= ABOUT THIS EXERCISE =
Your reply should be an exact copy of the lines from the one that holds "One keypoint belongs to every instance. Tag the green grass" to the end of the data below.

= GIVEN RECORDS =
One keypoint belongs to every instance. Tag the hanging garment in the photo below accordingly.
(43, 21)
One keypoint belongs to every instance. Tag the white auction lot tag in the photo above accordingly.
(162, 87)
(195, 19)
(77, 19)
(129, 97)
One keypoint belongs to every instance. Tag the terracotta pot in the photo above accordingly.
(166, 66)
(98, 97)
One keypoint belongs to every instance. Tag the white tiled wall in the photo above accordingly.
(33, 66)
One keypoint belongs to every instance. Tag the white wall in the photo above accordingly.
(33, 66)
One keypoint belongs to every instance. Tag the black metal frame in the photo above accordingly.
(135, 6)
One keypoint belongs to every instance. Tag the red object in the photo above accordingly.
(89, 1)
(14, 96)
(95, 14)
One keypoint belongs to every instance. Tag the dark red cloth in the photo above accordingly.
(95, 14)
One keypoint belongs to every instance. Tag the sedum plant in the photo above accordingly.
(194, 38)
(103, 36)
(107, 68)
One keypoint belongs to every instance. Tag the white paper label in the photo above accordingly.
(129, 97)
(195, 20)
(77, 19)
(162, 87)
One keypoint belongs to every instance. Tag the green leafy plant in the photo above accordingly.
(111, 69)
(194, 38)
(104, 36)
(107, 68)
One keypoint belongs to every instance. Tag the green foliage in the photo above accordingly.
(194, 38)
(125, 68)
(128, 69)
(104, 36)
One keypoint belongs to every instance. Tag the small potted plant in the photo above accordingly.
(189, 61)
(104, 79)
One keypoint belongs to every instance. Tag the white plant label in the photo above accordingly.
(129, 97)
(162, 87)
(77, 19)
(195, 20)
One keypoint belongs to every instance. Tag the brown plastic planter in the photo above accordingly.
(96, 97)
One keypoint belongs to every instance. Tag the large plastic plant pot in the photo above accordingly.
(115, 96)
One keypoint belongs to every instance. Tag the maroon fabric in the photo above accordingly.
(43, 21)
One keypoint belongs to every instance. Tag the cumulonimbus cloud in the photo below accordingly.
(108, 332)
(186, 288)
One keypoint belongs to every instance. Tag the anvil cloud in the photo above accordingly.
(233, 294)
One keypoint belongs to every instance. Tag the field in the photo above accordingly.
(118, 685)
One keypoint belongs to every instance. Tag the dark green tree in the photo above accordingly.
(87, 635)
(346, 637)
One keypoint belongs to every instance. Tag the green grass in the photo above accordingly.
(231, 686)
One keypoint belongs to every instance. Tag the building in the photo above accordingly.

= SOLUTION FOR THIS PROBLEM =
One keypoint belongs to every instance. Tag the green grass in the photo above accordingly.
(231, 686)
One keypoint belongs to every instance. Tag the building in the photo above accordingly.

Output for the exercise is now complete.